• [What is required]:
Answer these questions about the pfc-fluentbit page below:
1. Which port carries the TCP json_lines traffic from Fluent Bit to the forwarder?
2. When querying one hour from a 30-day archive with PFC-JSONL, how many blocks are skipped?
3. What does the page tell Windows users to use instead of a native binary?

Skip to content

ImpossibleForge/pfc-fluentbit

Folders and files

NameName
Last commit message
Last commit date

Latest commit

 

History

30 Commits
 
 
 
 
 
 
 
 
 
 
 
 

Repository files navigation

pfc-fluentbit — PFC-JSONL Output for Fluent Bit

You're already using Fluent Bit to collect logs. But when you want to query them later, you hit the wall: decompress everything first, or pay for Athena/BigQuery to do it for you.

pfc-fluentbit routes Fluent Bit output into compressed .pfc archives that DuckDB can query directly — skipping only the blocks outside your time window, leaving everything else untouched on disk.

License: MIT Fluent Bit Version DuckDB

Free for personal and open-source use — no account, no signup, no daily limits. Commercial use requires a license: info@impossibleforge.com


Why switch from gzip?

gzip / zstd PFC-JSONL
Compression ~12–14% ~9% (25–37% smaller)
Query one hour from a 30-day archive Decompress everything Decompress 1 block, skip 719
Query in DuckDB ❌ Not possible read_pfc_jsonl()
Works with Fluent Bit ✅ (this repo)

A 30-day log archive compressed with gzip means downloading and decompressing the entire thing just to look at one hour of errors. PFC-JSONL stores a block index alongside every archive — DuckDB reads the index, skips irrelevant blocks, and decompresses only what you asked for.

The pipeline:


How It Works

Your Services
     |
     v
Fluent Bit (collect, filter, enrich)
     |
     | TCP json_lines  (port 5170)
     v
pfc_forwarder.py  <-- this repo
     |  buffers records in memory
     |  compresses when threshold reached
     v
/var/log/pfc/logs_20260404_1400.pfc       <- compressed archive
/var/log/pfc/logs_20260404_1400.pfc.bidx  <- block index for DuckDB

The forwarder is a lightweight Python daemon (standard library only, no pip installs). It receives JSON log records over TCP, buffers them, and calls the pfc_jsonl binary to compress.


Quick Start

Step 1 — Install pfc_jsonl binary

# Linux x64:
curl -L https://github.com/ImpossibleForge/pfc-jsonl/releases/latest/download/pfc_jsonl-linux-x64 \
     -o /usr/local/bin/pfc_jsonl && chmod +x /usr/local/bin/pfc_jsonl

# macOS (Apple Silicon M1–M4):
curl -L https://github.com/ImpossibleForge/pfc-jsonl/releases/latest/download/pfc_jsonl-macos-arm64 \
     -o /usr/local/bin/pfc_jsonl && chmod +x /usr/local/bin/pfc_jsonl

macOS Intel (x64): Binary coming soon. Windows: No native binary. Use WSL2 or a Linux machine.

Step 2 — Start the forwarder

# Download
curl -L https://raw.githubusercontent.com/ImpossibleForge/pfc-fluentbit/main/pfc_forwarder.py \
     -o /opt/pfc_forwarder.py

# Run (will create /var/log/pfc/ automatically)

• [Dataset section]:
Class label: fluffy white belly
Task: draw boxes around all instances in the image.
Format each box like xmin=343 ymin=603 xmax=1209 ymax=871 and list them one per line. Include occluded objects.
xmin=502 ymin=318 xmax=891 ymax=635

• [Complete output]:
1. Port 5170.
2. 719 blocks are skipped, and 1 block is decompressed.
3. WSL2 or a Linux machine.